- EXCERPT TO READ
····················

YES!! That's the kind of sick thing I was thinking of. That poor mare, I remember I felt ILL watching the video of her recovery. It made you want to cry and hurt someone at the same time.





Leia


----------



## funnybunny (Apr 6, 2009)

In December there was a case of a farm where all the white horse tails were cut in a pasture, but no other color was cut.

They found out later that a grandpa was hand carving rocking horses for some grandchildren. He asked a teenage grandson to help him find some horsehair for mane and tails on the rocking horses.

The teenager DID find the horsehair, and the grandpa was very embarrassed after he found out about where the beautiful white horsehair had come from....

But the rocking horses were very beautiful. OH!


----------



## ruffian (Apr 6, 2009)

Horse hair is used for human hair extensions, and it is HORRIBLY expensive! A trainee I had (been on the job 2 weeks) said she had an appointment and needed to leave at 2 one day. I figured it was a doctor, dentist, etc. Next day she comes in with 10" extensions all over her head. She told me that she had to buy the hair from the hair dresser, and it was like $600 for a bundle the size of a quarter, 12" long.

I'd bet this is where the hair went. Oh, by the way? She got fired for other reasons soon after, including using company conference room and petty funds to have a knock off purse party.


----------

····················

- AIM A
Write out the part of the forum thread starting with "Horse hair is" and going on through "off purse party.", word for word.
The forum thread and the listing are unrelated to each other.

- MATERIAL PROVIDED
····················

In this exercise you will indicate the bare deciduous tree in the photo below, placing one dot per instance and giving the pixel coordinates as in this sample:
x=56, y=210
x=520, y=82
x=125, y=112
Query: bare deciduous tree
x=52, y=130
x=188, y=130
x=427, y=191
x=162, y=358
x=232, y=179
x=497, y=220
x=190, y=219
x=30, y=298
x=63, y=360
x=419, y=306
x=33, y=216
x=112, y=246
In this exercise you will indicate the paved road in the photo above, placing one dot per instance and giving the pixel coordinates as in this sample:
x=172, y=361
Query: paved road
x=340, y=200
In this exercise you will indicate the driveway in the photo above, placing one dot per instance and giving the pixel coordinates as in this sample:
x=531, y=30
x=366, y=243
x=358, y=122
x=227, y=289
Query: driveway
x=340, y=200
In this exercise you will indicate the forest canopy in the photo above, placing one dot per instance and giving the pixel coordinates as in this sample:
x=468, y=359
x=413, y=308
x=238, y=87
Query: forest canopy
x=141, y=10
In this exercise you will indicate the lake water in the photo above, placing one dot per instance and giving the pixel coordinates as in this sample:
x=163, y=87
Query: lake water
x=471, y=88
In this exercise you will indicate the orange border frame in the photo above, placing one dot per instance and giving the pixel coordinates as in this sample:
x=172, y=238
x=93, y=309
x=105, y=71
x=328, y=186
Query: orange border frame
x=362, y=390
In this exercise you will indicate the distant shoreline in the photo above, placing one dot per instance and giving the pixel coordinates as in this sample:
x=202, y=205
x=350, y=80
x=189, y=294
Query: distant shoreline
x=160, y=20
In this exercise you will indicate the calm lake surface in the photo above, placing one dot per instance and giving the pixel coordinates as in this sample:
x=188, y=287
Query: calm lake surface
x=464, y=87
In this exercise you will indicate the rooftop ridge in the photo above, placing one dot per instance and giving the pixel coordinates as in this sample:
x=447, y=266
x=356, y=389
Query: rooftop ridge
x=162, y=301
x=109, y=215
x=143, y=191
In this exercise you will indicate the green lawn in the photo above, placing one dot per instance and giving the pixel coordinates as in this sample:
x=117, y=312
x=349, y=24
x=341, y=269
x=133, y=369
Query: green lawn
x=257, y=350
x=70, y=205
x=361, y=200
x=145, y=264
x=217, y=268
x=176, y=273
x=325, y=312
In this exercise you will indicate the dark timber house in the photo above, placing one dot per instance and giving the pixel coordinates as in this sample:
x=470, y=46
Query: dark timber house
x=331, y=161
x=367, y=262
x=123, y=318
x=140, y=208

····················

- AIM B
Extract the lines of the listing from its first line through the line with "x=141, y=10", reproducing them without any change.

- EXPECTED OUTPUT A
Horse hair is used for human hair extensions, and it is HORRIBLY expensive! A trainee I had (been on the job 2 weeks) said she had an appointment and needed to leave at 2 one day. I figured it was a doctor, dentist, etc. Next day she comes in with 10" extensions all over her head. She told me that she had to buy the hair from the hair dresser, and it was like $600 for a bundle the size of a quarter, 12" long.

I'd bet this is where the hair went. Oh, by the way? She got fired for other reasons soon after, including using company conference room and petty funds to have a knock off purse party.

- EXPECTED OUTPUT B
In this exercise you will indicate the bare deciduous tree in the photo below, placing one dot per instance and giving the pixel coordinates as in this sample:
x=56, y=210
x=520, y=82
x=125, y=112
Query: bare deciduous tree
x=52, y=130
x=188, y=130
x=427, y=191
x=162, y=358
x=232, y=179
x=497, y=220
x=190, y=219
x=30, y=298
x=63, y=360
x=419, y=306
x=33, y=216
x=112, y=246
In this exercise you will indicate the paved road in the photo above, placing one dot per instance and giving the pixel coordinates as in this sample:
x=172, y=361
Query: paved road
x=340, y=200
In this exercise you will indicate the driveway in the photo above, placing one dot per instance and giving the pixel coordinates as in this sample:
x=531, y=30
x=366, y=243
x=358, y=122
x=227, y=289
Query: driveway
x=340, y=200
In this exercise you will indicate the forest canopy in the photo above, placing one dot per instance and giving the pixel coordinates as in this sample:
x=468, y=359
x=413, y=308
x=238, y=87
Query: forest canopy
x=141, y=10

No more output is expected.